» REQUIRED TASK A
Rewrite the listing lines starting at the line that contains "Please mark the region of every instance of the window" and ending at the line that contains "[[[267,167],[252,168],[252,198],[267,198]]]", requests included. Scale every coordinate in the answers by 2.55 and round to whole numbers, halves up, and give back only those lines.

- Genre: Drama
- Written by: Jayesh Patil, Dilip Jha, Archita Biswas Jha & Nandini Arora
- Directed by: Glen Barretto, Ankush Mohla & Paresh B Patil
- Country of origin: India
- Original language: Hindi
- No. of episodes: 84

Production
- Producers: Vinta Nanda, Piyush Gupta & Jatin Sethi
- Running time: 24 minutes
- Production companies: Reliance BIG Productions Diamond Pictures

Original release
- Network: Imagine TV
- Release: 31 January – 27 May 2011

= Pardes Mein Mila Koi Apna =

Pardes Mein Mila Koi Apna is an Indian drama that aired on Imagine TV from 31 January 2011 to 27 May 2011.

==Plot==
‘Pardes Mein Mila Koi Apna’ is a conflicting love story- a story of a romance and a bond between two contrasting individuals, who are forced to get married in the face of unavoidable circumstances.

» REQUIRED TASK B
Copy the text about the drama word for word, starting at "Original release" and ending at "of unavoidable circumstances.".

» GIVEN DATA

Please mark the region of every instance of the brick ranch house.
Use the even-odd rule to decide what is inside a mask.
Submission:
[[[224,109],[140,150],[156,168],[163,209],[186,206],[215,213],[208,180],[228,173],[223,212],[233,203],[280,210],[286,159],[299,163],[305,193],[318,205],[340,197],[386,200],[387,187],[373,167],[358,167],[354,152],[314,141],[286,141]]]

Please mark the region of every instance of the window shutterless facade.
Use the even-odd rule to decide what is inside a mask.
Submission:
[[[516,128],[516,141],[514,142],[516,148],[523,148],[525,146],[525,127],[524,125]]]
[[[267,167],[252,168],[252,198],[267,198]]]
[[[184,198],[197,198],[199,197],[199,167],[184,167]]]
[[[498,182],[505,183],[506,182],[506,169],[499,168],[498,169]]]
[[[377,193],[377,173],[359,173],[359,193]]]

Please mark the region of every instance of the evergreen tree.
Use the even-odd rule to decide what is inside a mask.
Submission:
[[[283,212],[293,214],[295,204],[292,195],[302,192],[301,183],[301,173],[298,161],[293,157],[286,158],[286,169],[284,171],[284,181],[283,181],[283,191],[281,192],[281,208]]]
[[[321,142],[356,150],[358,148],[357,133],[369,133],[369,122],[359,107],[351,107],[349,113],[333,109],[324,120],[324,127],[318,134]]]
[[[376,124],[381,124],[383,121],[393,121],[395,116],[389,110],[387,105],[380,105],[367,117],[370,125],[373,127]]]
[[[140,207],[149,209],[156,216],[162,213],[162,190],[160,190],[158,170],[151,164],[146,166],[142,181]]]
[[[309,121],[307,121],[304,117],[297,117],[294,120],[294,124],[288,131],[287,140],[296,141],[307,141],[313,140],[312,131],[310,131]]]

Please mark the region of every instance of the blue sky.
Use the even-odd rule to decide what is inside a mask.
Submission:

* * *

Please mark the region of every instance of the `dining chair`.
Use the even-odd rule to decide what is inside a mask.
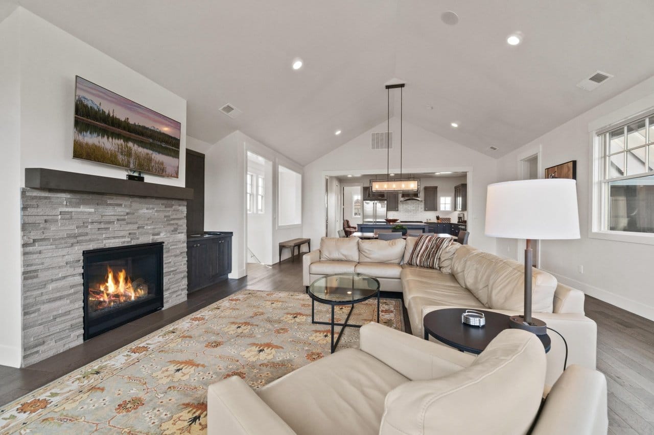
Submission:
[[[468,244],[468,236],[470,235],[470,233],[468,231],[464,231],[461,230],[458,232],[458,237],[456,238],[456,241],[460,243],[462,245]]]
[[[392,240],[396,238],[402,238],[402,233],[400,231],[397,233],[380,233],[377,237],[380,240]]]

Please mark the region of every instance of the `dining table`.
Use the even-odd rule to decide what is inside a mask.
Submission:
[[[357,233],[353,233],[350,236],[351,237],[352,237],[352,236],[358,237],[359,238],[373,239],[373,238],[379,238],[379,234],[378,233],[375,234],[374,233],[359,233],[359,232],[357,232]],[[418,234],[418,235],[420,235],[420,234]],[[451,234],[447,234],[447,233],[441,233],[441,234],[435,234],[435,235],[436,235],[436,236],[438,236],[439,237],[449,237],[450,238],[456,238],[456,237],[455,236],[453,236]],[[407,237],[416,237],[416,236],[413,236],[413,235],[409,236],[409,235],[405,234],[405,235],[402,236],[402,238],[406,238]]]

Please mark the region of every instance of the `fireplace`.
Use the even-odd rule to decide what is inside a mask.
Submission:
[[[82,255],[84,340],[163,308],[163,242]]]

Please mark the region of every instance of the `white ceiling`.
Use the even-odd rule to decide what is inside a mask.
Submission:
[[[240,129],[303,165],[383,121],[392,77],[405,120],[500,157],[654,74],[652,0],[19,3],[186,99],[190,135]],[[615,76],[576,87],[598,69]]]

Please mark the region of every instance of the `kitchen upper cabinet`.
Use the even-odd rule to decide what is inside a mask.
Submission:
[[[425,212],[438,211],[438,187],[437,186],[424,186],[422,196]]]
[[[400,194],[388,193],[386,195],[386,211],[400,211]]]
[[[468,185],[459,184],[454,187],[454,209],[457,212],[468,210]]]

...

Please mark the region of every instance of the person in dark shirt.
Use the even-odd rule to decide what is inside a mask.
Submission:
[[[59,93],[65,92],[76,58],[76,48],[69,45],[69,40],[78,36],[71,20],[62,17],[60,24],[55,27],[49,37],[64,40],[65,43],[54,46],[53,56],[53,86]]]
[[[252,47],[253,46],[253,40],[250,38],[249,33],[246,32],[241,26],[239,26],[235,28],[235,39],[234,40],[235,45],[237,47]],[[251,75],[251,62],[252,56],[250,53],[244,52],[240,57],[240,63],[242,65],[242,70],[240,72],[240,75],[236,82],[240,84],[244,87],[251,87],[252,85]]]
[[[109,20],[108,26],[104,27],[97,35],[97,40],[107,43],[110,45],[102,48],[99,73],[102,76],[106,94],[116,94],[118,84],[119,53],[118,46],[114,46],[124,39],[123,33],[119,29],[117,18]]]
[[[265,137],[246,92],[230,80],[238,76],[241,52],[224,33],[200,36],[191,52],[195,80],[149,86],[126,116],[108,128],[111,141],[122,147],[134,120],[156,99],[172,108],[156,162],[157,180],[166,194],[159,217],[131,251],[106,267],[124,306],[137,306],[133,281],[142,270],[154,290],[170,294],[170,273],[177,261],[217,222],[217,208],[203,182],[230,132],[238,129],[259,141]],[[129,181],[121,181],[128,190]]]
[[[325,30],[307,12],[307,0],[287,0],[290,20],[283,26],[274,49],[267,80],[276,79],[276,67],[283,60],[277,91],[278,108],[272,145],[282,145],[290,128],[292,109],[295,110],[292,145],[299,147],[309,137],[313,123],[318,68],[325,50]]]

» WORKED ANSWER A
Please mark the region of every instance of the window shutterless facade.
Use the even-odd rule to decide what is inside a mask.
Submission:
[[[1316,326],[1316,360],[1311,362],[1316,377],[1334,377],[1339,372],[1339,324],[1336,319]]]
[[[681,426],[643,428],[643,505],[681,505]]]

» WORKED ANSWER B
Original release
- Network: Imagine TV
- Release: 31 January – 27 May 2011

= Pardes Mein Mila Koi Apna =

Pardes Mein Mila Koi Apna is an Indian drama that aired on Imagine TV from 31 January 2011 to 27 May 2011.

==Plot==
‘Pardes Mein Mila Koi Apna’ is a conflicting love story- a story of a romance and a bond between two contrasting individuals, who are forced to get married in the face of unavoidable circumstances.